*Aim 1*.
Report each line in the records below that contains the word "rise". Case counts.

Skip to content

hanad28/Neural-Networks-and-Deep-Learning

Repository files navigation

Neural Networks and Deep Learning

Module: ECS7026P — Neural Networks and Deep Learning, Queen Mary University of London
Group AZ: Hanad Ali · Muhammad Husaam Ateeq · Blazej Olszta

Python PyTorch Colab Accuracy


Overview

This repository contains two deep learning projects submitted as the coursework for ECS7026P.

Part 1 implements a custom convolutional neural network architecture (CIFARNet) for image classification on CIFAR-10, achieving 96.20% test accuracy.

Part 2 investigates long-tail image recognition on the real-world iNaturalist 2018 dataset (8,142 species, 461,939 images, imbalance ratio 200:1), comparing five methods from the long-tail learning literature against a controlled experimental protocol.


Repository Structure

├── CIFAR-10_image_classification.ipynb        # Part 1: CIFARNet on CIFAR-10
├── Beyond_CIFAR_10_image_classification.ipynb # Part 2: Long-tail recognition on iNaturalist 2018
└── README.md

Part 1 — CIFAR-10 Image Classification

Architecture: CIFARNet

CIFARNet implements a prescribed architecture composed of stacked intermediate blocks followed by an output block.

*Dataset excerpts*.

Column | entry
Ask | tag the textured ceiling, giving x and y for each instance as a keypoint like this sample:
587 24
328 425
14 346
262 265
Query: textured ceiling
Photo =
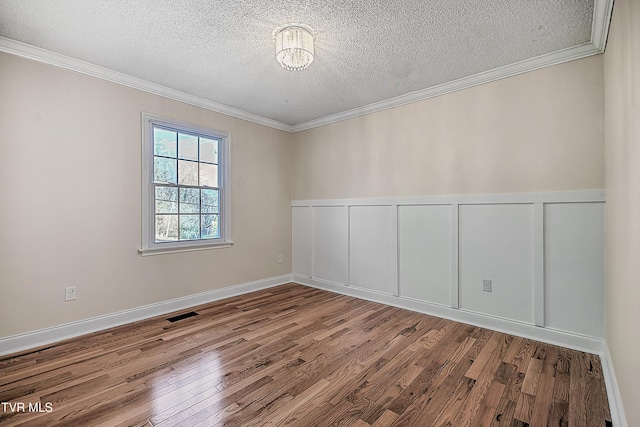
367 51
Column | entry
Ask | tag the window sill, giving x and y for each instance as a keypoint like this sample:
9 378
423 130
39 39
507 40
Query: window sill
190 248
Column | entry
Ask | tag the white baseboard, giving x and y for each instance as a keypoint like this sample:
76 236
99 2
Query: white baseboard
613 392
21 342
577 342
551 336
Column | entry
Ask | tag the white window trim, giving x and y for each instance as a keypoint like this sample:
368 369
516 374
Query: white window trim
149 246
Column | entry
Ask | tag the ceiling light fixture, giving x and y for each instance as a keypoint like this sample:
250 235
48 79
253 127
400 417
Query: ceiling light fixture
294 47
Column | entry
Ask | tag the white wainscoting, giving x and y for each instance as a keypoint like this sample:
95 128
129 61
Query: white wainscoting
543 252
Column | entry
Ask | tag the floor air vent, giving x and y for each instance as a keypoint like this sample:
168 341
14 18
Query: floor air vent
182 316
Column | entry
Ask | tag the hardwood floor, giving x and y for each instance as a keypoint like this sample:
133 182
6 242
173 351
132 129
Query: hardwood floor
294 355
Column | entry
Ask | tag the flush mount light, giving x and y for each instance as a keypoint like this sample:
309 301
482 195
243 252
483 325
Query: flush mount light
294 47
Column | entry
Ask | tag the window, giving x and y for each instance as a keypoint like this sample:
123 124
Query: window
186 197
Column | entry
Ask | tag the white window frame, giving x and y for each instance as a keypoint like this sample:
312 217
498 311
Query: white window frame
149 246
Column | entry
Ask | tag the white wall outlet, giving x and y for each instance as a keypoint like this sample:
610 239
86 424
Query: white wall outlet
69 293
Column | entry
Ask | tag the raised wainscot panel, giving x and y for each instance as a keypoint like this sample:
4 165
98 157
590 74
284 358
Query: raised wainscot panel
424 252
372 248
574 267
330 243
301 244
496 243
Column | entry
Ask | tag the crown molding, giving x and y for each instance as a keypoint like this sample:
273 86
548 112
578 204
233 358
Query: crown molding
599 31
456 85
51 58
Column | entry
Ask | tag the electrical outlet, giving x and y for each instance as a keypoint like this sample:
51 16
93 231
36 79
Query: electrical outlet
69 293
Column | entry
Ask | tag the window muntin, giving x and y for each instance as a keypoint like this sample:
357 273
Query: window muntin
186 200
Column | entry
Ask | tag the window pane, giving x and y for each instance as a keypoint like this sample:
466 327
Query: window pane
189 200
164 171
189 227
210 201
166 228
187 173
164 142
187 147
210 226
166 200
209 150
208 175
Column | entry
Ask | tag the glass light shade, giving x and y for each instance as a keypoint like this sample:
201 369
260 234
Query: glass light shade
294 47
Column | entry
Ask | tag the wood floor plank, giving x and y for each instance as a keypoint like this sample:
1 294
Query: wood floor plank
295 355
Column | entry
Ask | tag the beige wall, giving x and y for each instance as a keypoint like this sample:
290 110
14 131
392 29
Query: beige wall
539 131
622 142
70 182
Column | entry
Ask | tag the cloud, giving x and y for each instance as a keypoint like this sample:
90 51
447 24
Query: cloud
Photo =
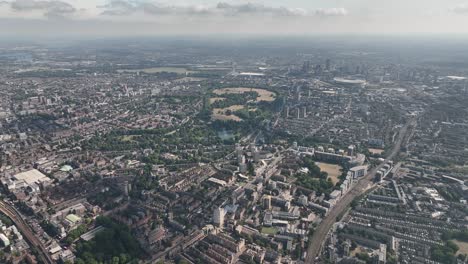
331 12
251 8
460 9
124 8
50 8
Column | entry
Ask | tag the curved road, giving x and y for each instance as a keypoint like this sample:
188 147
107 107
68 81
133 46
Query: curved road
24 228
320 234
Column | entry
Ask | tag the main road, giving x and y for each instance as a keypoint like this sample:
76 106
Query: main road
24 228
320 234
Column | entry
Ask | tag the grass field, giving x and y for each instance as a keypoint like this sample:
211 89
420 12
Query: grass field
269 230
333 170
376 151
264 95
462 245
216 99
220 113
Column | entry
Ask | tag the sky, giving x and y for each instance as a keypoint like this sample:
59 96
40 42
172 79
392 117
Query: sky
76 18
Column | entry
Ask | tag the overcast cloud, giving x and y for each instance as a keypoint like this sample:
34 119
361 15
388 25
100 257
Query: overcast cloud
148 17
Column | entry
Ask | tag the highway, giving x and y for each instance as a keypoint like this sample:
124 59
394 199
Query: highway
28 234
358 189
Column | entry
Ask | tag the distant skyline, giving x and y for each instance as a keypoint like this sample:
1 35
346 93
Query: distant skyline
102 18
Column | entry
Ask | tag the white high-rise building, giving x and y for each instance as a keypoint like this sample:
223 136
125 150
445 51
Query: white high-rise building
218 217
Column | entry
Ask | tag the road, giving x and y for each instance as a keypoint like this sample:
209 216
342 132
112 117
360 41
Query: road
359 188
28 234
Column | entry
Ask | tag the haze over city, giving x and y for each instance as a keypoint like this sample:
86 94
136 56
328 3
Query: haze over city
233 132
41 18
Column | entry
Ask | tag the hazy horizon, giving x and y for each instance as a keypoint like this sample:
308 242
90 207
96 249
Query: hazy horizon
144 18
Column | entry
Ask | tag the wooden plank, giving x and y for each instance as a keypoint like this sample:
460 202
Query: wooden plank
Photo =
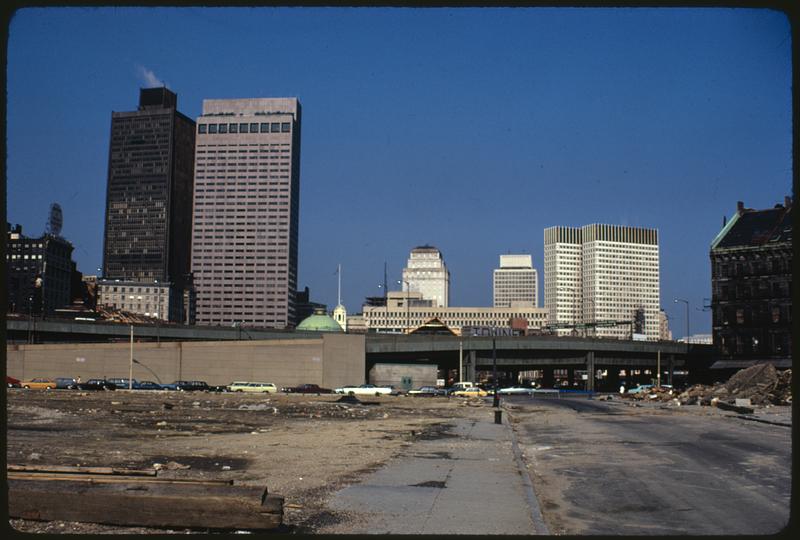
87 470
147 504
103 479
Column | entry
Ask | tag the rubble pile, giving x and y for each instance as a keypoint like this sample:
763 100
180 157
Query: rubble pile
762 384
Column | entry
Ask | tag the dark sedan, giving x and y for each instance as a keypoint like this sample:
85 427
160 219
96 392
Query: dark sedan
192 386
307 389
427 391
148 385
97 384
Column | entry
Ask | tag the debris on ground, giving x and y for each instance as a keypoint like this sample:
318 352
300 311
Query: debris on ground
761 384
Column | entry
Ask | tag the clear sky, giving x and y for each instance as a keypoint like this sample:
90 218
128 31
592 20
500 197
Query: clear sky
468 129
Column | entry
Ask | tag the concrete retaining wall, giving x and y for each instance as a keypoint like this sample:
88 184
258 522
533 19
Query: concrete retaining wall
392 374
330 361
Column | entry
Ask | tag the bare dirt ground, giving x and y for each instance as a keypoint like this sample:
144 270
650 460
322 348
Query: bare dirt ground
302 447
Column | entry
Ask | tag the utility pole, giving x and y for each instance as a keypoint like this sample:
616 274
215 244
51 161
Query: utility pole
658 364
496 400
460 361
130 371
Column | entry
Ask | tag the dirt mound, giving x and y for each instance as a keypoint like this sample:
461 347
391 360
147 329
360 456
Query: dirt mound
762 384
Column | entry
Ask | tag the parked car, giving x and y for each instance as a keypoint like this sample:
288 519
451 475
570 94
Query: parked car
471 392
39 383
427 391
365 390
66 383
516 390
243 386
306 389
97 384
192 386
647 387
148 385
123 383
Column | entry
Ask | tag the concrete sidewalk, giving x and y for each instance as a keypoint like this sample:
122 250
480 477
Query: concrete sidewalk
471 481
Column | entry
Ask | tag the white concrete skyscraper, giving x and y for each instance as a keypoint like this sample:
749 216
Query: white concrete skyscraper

---

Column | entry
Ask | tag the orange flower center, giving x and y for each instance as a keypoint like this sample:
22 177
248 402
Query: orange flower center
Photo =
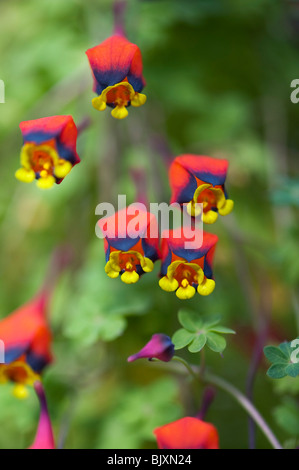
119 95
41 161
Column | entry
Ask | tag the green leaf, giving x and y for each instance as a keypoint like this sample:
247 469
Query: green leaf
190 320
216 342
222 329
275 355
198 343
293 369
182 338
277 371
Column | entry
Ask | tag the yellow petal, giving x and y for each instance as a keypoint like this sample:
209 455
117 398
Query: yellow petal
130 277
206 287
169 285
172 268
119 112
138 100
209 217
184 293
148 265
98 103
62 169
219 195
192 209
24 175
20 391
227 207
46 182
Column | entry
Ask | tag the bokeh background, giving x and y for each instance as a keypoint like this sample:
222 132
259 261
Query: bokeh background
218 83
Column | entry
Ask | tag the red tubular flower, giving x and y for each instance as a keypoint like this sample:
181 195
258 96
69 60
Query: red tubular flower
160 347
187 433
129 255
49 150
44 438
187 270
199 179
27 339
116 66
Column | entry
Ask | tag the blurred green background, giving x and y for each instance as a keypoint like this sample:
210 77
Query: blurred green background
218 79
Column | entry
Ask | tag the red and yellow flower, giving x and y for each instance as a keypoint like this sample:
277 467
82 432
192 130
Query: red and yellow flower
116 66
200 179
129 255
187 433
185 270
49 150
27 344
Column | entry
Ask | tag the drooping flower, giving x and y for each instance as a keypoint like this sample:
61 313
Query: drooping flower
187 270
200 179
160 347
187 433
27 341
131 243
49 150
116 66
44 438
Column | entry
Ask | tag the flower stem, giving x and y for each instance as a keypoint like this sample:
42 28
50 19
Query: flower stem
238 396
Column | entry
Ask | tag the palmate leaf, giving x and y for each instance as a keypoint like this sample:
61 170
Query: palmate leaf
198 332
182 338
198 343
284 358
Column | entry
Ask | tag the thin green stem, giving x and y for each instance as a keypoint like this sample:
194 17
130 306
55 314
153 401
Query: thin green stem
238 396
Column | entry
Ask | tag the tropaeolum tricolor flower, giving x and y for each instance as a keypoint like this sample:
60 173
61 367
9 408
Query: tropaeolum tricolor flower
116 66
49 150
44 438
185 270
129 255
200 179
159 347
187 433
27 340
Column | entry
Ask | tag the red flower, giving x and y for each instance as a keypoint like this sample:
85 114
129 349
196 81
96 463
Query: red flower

* * *

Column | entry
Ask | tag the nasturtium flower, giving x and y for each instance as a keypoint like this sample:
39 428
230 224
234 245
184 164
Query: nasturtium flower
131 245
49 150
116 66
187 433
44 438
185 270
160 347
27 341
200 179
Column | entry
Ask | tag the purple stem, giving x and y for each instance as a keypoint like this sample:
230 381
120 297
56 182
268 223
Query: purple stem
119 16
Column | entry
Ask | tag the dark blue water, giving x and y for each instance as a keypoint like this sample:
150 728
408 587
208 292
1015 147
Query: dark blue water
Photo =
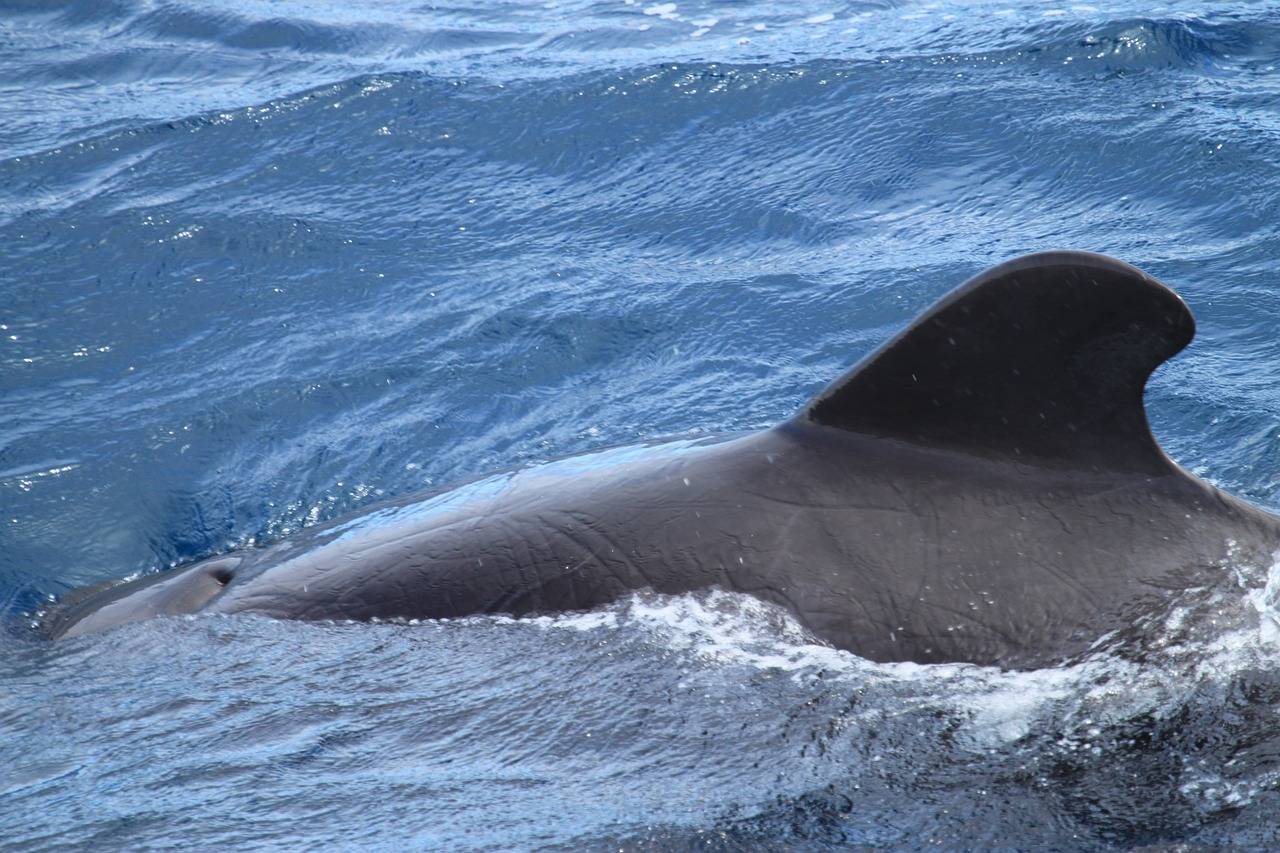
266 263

*Aim 2*.
Please pick up the neural networks coursework README above and continue it from its last sentence.

*Output 1*.
Ask | tag the white high-rise building, giving x and y for each instance as a keypoint like this sample:
Query: white high-rise building

*Output 2*.
Intermediate block design:
Each block receives an input image x and outputs a weighted combination of L = 4 independent convolutional branches:

x' = a₁C₁(x) + a₂C₂(x) + a₃C₃(x) + a₄C₄(x)

The weighting vector a is produced by a fully connected layer applied to the channel-wise global average pool of the input — the network learns to weight its own convolutional branches dynamically based on the input's channel statistics.

Key architectural decisions:

Component Detail
Intermediate blocks 6 blocks (B1–B6) in sequence
Branches per block 4 independent conv branches (kernel sizes: 3, 3, 5, 5)
Branch coefficients Softmax-normalised (prevents magnitude explosion under mixed precision)
Inter-block downsampling Strided conv layers (stride 2) between block groups; spatial resolution reduced 32×32 → 16×16 → 8×8
Channel progression 64 → 128 → 256 across block groups
Output block Global average pool → MLP (256 hidden, ReLU, dropout p=0.3) → 10-way classifier
Total parameters 11.88 million

Block group structure:

Block group Kernel sizes Output channels Feature map
B1, B2 [3, 3, 5, 5] 64 32 × 32
B3, B4 [3, 3, 5, 5] 128 16 × 16
B5, B6 [3, 3, 5, 5] 256 8 × 8
Output MLP (256 hidden, dropout 0.3) 10 1 × 1

Training Configuration

Component Setting
Optimiser SGD with Nesterov momentum (μ = 0.9)
Weight decay 5×10⁻⁴ (conv and linear weights only; excludes BN params and biases)
Base learning rate 0.1
LR schedule Linear warmup (5 epochs) → cosine annealing to 1×10⁻⁵ over 195 epochs
Batch size 128
Epochs 200
Loss Cross-entropy with label smoothing (ε = 0.1)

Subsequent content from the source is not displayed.